Directives
1: In the notes on M&S, which international dishes are customers said to be more interested in?
2: From the records below, format the lines as a numbered list, starting with the line that contains "Object detection labeling — target class: armoury" and going on through the line that contains "307 410 568 524". Leave out any blank lines.

====== Provided text ======

Poor customer services, no fitting rooms, less sales assistants and no credit or loyalty cards facilities.

Technology is poor, M&S not able to provide an accurate readings of its stock in each of its stores.

Top-down management system restricted store managers to respond to local customers needs.

No wide knowledge about the market for the younger generation.

All ranges of cloths were not segregated neither display probably.

Bureaucratic culture organisation.

Lost focus on local market by reaching every where in the world like Europe and America under the expansion programme.


Keeping in line with the competitors, M&S must enter the e-business in an effective way. While offering the customers the option of shopping from the comfort of their homes, it should also address the problem of operating stores in high cost localities.

Rapid changes in technology. M&S needs to keep ahead of its competitors.

Focus on the cloths market segment by age, such as young men’s, women’s and children clothing.

Products diversity such as food, customers are interested more in international dishes such as Indian & Chinese.


Intense competitions such as Gap, Oasis, Nest, Bhs, Top Shop, Zara, Asda, Sainsbury & Tesco.

====== Given entries ======

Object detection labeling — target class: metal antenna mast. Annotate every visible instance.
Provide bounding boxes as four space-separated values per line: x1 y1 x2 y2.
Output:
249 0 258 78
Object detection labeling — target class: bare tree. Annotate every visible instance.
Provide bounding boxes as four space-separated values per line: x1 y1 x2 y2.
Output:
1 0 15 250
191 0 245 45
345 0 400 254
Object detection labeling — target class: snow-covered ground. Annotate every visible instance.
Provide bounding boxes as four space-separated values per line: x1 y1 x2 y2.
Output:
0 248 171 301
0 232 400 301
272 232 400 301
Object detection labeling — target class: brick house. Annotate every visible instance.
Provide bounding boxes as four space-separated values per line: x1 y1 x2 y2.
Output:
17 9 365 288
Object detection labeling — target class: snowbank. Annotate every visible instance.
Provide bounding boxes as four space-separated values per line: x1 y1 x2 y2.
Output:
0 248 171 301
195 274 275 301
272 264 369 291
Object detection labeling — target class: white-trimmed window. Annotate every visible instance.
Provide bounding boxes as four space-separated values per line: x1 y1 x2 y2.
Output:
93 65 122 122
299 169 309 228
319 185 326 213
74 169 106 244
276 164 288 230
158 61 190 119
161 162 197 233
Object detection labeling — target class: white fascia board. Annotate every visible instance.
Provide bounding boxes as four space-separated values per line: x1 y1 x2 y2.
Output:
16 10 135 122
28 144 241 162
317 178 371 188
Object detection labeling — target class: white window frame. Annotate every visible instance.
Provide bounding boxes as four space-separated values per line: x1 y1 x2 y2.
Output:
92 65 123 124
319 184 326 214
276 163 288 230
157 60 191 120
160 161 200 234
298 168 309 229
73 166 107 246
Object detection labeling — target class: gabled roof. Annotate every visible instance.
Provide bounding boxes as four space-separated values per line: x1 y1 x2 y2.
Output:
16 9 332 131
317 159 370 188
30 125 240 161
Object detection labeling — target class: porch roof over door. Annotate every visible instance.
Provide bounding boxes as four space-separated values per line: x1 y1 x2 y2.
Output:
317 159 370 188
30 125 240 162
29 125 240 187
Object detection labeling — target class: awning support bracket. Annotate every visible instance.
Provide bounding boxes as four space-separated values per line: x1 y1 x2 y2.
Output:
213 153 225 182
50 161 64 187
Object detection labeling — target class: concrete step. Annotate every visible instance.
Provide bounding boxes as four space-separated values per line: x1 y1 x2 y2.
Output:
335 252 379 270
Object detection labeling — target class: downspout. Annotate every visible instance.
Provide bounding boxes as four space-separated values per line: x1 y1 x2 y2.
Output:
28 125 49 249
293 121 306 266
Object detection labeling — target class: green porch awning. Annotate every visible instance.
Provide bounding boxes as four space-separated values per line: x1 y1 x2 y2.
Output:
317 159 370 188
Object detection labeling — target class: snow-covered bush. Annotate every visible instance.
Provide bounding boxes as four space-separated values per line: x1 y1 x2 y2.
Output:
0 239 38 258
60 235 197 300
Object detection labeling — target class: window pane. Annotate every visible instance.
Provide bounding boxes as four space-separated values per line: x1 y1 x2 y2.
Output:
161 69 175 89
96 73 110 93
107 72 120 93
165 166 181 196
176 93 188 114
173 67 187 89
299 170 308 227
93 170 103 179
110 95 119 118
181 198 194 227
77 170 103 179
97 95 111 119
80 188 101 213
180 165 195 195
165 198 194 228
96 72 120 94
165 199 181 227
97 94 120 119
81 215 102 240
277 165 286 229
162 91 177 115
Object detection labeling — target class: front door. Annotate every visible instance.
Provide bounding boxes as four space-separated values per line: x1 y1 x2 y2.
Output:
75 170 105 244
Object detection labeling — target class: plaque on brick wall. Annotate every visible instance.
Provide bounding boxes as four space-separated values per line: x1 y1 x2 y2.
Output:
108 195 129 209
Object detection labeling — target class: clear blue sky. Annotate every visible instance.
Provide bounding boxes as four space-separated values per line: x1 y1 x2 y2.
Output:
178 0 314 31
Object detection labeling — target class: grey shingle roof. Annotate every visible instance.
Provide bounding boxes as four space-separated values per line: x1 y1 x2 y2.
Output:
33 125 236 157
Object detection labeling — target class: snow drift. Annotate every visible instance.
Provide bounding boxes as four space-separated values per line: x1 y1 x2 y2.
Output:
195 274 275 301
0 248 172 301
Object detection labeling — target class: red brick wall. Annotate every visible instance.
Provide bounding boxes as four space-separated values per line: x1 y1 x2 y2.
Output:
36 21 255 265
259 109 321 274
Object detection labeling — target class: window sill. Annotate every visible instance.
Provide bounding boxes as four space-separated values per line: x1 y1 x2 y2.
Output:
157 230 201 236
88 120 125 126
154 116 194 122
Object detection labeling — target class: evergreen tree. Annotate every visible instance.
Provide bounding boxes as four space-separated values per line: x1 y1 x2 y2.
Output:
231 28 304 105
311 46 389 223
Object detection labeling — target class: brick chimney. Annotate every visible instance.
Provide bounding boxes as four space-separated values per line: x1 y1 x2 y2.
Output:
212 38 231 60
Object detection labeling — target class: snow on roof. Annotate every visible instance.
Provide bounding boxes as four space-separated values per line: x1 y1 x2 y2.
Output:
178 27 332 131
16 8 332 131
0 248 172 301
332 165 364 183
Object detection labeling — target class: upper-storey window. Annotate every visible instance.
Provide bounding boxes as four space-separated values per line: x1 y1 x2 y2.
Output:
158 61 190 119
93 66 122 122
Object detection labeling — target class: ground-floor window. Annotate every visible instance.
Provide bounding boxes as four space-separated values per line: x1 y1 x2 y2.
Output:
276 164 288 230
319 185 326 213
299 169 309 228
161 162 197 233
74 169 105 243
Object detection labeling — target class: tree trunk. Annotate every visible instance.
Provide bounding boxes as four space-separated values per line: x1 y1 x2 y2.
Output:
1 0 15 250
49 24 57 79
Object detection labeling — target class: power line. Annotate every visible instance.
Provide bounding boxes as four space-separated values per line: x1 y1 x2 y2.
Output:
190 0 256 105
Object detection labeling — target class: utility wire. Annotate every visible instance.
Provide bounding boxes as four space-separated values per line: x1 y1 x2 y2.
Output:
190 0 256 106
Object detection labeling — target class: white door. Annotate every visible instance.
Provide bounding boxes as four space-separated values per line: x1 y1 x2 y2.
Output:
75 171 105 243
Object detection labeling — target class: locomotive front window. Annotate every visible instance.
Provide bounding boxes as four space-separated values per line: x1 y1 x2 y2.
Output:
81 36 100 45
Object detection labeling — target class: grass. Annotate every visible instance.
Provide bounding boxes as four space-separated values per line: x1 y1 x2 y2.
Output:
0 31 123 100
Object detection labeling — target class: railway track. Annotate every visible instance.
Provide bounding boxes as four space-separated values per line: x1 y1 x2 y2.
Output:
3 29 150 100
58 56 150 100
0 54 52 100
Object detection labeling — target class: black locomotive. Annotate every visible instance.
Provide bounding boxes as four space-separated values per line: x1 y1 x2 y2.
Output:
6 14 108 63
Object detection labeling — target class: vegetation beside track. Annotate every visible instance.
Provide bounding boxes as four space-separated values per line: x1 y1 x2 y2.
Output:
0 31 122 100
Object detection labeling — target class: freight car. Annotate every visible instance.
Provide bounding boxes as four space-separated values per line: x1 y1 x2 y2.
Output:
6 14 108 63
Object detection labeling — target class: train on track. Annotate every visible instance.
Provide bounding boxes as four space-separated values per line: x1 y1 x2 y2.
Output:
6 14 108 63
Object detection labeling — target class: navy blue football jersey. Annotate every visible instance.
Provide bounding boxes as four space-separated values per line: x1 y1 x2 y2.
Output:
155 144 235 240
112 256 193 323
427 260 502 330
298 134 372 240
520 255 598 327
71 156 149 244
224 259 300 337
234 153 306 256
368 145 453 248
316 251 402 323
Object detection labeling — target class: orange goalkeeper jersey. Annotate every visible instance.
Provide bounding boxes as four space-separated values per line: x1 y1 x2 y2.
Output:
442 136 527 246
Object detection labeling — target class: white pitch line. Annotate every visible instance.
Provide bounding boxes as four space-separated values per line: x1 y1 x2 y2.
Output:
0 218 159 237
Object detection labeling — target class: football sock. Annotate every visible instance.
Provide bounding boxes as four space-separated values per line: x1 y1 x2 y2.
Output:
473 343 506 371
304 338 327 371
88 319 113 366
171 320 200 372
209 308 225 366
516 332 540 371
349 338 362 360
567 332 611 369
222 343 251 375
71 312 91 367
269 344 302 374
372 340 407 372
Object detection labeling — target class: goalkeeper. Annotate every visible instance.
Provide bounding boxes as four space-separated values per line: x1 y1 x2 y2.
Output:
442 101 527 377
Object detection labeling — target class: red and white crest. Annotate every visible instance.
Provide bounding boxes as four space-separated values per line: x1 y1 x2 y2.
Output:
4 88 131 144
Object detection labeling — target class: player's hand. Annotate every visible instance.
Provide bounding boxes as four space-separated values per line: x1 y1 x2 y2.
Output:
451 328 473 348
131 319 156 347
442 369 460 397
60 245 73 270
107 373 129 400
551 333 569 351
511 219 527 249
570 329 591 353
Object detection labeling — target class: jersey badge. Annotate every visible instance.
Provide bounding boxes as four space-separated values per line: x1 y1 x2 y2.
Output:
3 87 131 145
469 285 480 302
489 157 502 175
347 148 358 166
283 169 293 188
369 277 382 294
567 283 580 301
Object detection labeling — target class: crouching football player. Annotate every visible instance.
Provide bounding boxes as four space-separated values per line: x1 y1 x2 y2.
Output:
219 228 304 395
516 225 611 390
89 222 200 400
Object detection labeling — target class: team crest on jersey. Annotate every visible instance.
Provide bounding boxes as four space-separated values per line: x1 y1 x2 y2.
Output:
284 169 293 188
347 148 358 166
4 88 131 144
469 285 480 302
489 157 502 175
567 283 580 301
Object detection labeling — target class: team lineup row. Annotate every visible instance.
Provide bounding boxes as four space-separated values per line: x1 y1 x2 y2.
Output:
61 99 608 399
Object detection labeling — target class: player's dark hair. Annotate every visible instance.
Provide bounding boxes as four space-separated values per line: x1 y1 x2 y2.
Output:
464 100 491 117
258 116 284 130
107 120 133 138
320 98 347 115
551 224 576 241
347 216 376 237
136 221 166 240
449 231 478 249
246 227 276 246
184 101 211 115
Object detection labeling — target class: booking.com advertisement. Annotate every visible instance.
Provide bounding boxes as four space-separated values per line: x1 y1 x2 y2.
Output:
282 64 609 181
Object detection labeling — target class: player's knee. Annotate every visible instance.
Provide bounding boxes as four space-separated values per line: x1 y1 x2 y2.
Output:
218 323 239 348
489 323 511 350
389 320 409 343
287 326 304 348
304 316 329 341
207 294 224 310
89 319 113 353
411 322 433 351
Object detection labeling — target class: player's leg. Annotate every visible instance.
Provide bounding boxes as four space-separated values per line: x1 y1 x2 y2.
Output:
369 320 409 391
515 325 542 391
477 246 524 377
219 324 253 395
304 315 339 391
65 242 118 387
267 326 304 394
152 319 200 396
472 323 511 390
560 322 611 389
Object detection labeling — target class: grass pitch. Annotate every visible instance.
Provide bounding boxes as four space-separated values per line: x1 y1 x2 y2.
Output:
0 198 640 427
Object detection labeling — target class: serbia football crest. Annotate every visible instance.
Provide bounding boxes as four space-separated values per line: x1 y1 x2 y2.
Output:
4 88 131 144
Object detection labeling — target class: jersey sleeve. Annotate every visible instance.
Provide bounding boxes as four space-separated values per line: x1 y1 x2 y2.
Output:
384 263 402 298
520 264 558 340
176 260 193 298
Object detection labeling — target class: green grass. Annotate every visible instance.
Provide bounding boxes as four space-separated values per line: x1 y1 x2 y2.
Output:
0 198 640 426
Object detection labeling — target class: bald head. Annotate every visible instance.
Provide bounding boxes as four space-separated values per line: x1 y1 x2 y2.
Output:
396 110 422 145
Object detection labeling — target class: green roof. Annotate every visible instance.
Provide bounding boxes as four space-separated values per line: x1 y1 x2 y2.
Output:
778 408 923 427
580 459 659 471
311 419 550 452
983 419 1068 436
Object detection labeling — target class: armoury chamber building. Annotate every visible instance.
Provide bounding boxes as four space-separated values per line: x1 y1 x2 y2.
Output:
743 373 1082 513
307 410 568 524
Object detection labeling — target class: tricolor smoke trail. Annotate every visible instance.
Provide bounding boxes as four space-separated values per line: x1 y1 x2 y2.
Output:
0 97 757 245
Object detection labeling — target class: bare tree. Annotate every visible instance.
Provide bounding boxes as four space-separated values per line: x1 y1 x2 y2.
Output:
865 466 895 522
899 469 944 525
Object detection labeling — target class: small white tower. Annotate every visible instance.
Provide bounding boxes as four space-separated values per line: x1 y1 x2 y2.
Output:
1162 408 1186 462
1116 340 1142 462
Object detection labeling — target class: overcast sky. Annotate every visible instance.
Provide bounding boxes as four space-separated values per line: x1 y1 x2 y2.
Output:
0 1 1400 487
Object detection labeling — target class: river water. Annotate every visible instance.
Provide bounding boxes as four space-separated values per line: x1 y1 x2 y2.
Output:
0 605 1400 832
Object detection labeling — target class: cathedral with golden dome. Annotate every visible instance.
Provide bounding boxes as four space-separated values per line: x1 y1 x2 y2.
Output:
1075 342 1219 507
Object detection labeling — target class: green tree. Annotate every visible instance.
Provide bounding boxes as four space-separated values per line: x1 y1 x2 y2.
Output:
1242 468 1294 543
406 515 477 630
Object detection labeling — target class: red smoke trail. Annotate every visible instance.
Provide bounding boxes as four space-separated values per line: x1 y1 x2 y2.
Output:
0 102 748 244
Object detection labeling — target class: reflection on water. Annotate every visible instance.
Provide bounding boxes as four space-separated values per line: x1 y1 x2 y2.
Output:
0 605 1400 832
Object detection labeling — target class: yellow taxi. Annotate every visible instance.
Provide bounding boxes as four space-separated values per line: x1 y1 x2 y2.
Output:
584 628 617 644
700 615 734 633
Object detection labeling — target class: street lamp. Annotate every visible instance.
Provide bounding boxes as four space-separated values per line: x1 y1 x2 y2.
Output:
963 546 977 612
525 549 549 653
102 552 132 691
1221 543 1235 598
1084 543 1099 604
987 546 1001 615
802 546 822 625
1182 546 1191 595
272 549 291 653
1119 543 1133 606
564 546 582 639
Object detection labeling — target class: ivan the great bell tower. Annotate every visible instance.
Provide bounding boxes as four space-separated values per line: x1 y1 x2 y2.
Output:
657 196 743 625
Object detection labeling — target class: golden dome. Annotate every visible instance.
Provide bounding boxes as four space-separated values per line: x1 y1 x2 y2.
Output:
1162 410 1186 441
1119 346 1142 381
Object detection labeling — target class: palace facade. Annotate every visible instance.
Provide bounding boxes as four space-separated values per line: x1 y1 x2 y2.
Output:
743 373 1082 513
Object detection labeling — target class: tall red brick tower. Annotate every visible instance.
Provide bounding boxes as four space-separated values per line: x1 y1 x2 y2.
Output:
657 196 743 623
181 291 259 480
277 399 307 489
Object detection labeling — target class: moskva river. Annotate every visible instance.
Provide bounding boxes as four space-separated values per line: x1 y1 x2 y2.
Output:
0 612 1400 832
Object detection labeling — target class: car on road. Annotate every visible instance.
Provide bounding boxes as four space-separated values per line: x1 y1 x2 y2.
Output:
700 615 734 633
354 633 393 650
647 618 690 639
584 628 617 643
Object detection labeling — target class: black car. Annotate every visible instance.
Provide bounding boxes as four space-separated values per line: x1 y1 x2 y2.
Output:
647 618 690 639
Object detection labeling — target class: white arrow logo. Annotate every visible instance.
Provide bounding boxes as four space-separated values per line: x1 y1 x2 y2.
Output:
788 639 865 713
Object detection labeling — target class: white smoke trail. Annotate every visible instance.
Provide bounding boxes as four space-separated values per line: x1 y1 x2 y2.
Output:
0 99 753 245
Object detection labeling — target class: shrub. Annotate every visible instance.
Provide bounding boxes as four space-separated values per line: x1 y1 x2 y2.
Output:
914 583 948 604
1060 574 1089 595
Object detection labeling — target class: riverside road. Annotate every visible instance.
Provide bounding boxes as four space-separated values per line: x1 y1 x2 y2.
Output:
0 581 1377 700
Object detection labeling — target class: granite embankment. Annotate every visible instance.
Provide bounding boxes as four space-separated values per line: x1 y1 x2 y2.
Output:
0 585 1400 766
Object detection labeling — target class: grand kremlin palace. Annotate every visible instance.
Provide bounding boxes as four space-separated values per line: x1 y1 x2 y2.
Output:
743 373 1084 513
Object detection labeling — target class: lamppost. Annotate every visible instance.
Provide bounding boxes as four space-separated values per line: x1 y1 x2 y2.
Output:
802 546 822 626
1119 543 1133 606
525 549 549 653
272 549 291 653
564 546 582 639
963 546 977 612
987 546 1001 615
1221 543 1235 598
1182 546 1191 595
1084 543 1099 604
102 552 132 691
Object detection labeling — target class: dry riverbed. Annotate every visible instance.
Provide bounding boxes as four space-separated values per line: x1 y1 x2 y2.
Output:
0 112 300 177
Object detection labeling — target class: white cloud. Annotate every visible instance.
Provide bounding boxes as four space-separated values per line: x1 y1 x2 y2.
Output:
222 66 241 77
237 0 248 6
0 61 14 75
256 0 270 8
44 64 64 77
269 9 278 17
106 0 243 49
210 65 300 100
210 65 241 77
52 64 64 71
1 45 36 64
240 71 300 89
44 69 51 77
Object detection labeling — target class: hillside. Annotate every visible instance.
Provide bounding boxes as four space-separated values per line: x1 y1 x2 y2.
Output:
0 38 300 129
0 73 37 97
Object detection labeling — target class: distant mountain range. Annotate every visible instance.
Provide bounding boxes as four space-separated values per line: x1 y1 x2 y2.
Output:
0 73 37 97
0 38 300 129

======

Solutions to the exercise
1: Indian and Chinese dishes.

2:
1. Object detection labeling — target class: armoury chamber building. Annotate every visible instance.
2. Provide bounding boxes as four space-separated values per line: x1 y1 x2 y2.
3. Output:
4. 743 373 1082 513
5. 307 410 568 524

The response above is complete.